§ **PROVIDED RECORDS**
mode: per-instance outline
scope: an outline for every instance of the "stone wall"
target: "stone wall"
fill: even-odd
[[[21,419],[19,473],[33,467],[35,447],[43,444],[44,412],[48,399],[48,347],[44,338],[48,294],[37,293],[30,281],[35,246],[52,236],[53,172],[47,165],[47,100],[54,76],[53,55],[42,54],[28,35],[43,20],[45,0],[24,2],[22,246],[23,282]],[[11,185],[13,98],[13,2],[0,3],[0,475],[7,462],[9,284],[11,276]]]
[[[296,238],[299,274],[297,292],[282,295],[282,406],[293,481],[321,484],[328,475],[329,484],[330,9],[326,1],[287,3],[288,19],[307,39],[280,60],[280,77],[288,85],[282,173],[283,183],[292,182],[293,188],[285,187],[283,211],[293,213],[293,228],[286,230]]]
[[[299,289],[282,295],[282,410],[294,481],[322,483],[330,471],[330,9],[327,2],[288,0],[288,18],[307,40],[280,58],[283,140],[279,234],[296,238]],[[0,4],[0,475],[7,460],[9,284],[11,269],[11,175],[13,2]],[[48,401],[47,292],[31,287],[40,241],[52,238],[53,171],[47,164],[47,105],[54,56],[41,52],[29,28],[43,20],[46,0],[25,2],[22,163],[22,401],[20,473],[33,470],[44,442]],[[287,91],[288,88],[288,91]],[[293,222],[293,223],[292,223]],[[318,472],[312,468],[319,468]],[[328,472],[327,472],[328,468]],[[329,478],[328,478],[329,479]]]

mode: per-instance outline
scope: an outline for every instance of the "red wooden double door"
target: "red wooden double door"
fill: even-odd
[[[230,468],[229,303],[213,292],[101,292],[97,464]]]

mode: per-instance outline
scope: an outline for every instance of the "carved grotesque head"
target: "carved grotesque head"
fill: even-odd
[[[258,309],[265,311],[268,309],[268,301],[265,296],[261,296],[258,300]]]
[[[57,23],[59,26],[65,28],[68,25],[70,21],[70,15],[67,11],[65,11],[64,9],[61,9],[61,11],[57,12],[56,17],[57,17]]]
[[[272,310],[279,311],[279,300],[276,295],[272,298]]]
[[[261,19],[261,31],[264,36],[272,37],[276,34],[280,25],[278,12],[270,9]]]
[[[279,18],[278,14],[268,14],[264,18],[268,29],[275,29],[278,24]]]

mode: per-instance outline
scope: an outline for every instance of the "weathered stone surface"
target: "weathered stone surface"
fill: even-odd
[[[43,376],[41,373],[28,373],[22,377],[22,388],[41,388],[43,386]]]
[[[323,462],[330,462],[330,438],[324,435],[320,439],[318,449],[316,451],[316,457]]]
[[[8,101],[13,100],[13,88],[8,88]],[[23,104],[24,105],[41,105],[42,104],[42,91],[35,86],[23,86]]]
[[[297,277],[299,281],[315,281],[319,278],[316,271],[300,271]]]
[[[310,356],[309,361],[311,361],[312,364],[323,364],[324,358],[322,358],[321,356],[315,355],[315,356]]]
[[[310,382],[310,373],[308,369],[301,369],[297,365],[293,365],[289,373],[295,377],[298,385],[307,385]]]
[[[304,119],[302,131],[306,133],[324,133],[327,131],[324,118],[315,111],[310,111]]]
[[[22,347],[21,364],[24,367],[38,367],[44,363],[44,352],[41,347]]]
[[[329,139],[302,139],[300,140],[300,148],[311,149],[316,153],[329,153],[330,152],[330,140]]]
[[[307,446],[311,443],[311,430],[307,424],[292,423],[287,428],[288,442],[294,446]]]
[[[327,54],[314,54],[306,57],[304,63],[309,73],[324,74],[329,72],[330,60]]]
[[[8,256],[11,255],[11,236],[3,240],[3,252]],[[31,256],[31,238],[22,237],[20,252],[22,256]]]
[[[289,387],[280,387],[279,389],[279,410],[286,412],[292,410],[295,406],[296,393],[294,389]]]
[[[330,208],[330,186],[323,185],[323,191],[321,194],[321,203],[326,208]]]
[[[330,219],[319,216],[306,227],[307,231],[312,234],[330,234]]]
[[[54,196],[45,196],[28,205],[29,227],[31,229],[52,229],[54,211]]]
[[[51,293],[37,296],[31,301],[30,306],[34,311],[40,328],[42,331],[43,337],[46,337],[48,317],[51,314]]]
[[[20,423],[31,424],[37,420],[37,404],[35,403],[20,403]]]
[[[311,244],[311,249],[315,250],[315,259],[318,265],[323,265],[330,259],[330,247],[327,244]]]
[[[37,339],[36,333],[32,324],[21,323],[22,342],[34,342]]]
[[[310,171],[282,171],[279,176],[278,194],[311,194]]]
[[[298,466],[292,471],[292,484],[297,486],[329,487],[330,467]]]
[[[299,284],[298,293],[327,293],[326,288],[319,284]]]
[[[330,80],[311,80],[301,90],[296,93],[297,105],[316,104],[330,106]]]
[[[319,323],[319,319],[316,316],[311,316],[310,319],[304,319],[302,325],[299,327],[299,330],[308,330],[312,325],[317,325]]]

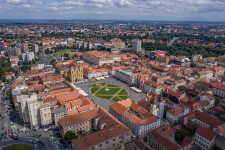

§ **JOB**
Update all of the data above by replacing every "even-odd" with "nonzero" and keeping everything else the same. Leave the pictures out of your answer.

§ **THE REPLY**
mode: per-instance outline
scope: an outline for every instance of the "stone wall"
target: "stone wall"
fill: nonzero
[[[21,419],[19,473],[33,467],[35,447],[43,444],[44,412],[48,399],[48,347],[44,338],[48,294],[37,293],[30,281],[35,246],[52,236],[53,172],[47,165],[47,100],[54,76],[53,55],[42,54],[28,35],[43,20],[45,0],[24,2],[22,246],[23,282]],[[11,185],[13,98],[13,2],[0,3],[0,475],[7,462],[9,284],[11,276]]]
[[[296,238],[299,274],[297,292],[282,295],[282,406],[293,481],[321,484],[328,475],[329,484],[330,9],[326,1],[287,3],[288,19],[307,39],[280,60],[280,77],[288,85],[282,173],[283,183],[292,182],[293,188],[285,187],[283,211],[293,213],[293,228],[286,230]]]
[[[299,289],[282,295],[282,410],[294,481],[322,483],[330,471],[330,9],[327,2],[288,0],[288,18],[307,40],[280,58],[283,140],[279,234],[296,238]],[[0,4],[0,475],[7,460],[9,284],[11,269],[11,175],[13,2]],[[48,401],[47,292],[31,287],[40,241],[52,238],[53,171],[47,164],[47,105],[54,56],[41,52],[29,28],[43,20],[46,0],[25,2],[22,163],[22,401],[20,473],[33,470],[44,442]],[[287,91],[288,88],[288,91]],[[293,222],[293,223],[292,223]],[[318,472],[312,468],[319,468]],[[328,472],[327,472],[328,468]],[[329,478],[328,478],[329,479]]]

mode: per-instance outline
scope: an outline for every instance of the "red wooden double door"
target: "red wooden double door"
fill: nonzero
[[[230,468],[229,303],[213,292],[101,292],[97,464]]]

mode: per-instance outline
scope: an outline for every instance of the "carved grotesque head"
target: "carved grotesque head"
fill: nonzero
[[[258,309],[265,311],[268,309],[268,301],[265,296],[261,296],[258,300]]]
[[[57,23],[59,26],[65,28],[68,25],[70,21],[70,15],[67,11],[65,11],[64,9],[61,9],[61,11],[57,12],[56,17],[57,17]]]
[[[272,310],[279,311],[279,300],[276,295],[272,298]]]
[[[261,19],[261,31],[264,36],[272,37],[276,34],[280,25],[278,12],[270,9]]]
[[[279,18],[278,14],[268,14],[264,18],[268,29],[275,29],[278,24]]]

mode: per-instance outline
scope: an outline for every instance of the "weathered stone surface"
target: "weathered stone surface"
fill: nonzero
[[[43,376],[41,373],[28,373],[22,377],[22,388],[41,388],[43,386]]]
[[[323,462],[330,462],[330,438],[324,435],[320,439],[318,449],[316,451],[316,457]]]
[[[8,101],[13,100],[13,88],[8,88]],[[23,104],[24,105],[41,105],[42,104],[42,91],[35,86],[23,86]]]
[[[297,277],[299,281],[315,281],[319,278],[316,271],[300,271]]]
[[[310,356],[309,361],[311,361],[312,364],[323,364],[324,358],[322,358],[321,356],[315,355],[315,356]]]
[[[310,382],[310,373],[308,369],[301,369],[297,365],[293,365],[289,373],[295,377],[298,385],[307,385]]]
[[[304,119],[302,131],[306,133],[324,133],[327,131],[324,118],[315,111],[310,111]]]
[[[22,347],[21,364],[24,367],[38,367],[44,363],[44,352],[41,347]]]
[[[329,139],[302,139],[300,140],[300,148],[311,149],[316,153],[329,153],[330,152],[330,140]]]
[[[307,446],[311,443],[311,430],[307,424],[292,423],[287,428],[288,442],[294,446]]]
[[[327,54],[314,54],[306,57],[304,63],[309,73],[324,74],[329,72],[330,60]]]
[[[8,256],[11,255],[11,236],[3,240],[3,252]],[[31,256],[31,238],[22,237],[20,252],[22,256]]]
[[[289,387],[280,387],[279,389],[279,410],[286,412],[292,410],[295,406],[296,393],[294,389]]]
[[[330,208],[330,186],[323,185],[323,191],[321,194],[321,203],[326,208]]]
[[[330,219],[319,216],[306,227],[307,231],[312,234],[330,234]]]
[[[54,196],[45,196],[28,205],[29,227],[31,229],[52,229],[54,211]]]
[[[51,293],[37,296],[31,301],[30,306],[34,311],[40,328],[42,331],[43,337],[46,337],[48,317],[51,314]]]
[[[20,423],[31,424],[37,420],[37,404],[35,403],[20,403]]]
[[[311,244],[311,249],[315,250],[315,259],[318,265],[323,265],[330,259],[330,247],[327,244]]]
[[[37,339],[36,333],[32,324],[21,323],[22,342],[34,342]]]
[[[310,171],[282,171],[279,176],[278,194],[311,194]]]
[[[298,466],[292,471],[292,484],[297,486],[329,487],[330,467]]]
[[[299,284],[298,293],[327,293],[326,288],[319,284]]]
[[[330,80],[311,80],[301,90],[296,93],[297,105],[316,104],[330,106]]]
[[[319,323],[319,319],[316,316],[311,316],[310,319],[304,319],[302,325],[299,327],[299,330],[308,330],[312,325],[317,325]]]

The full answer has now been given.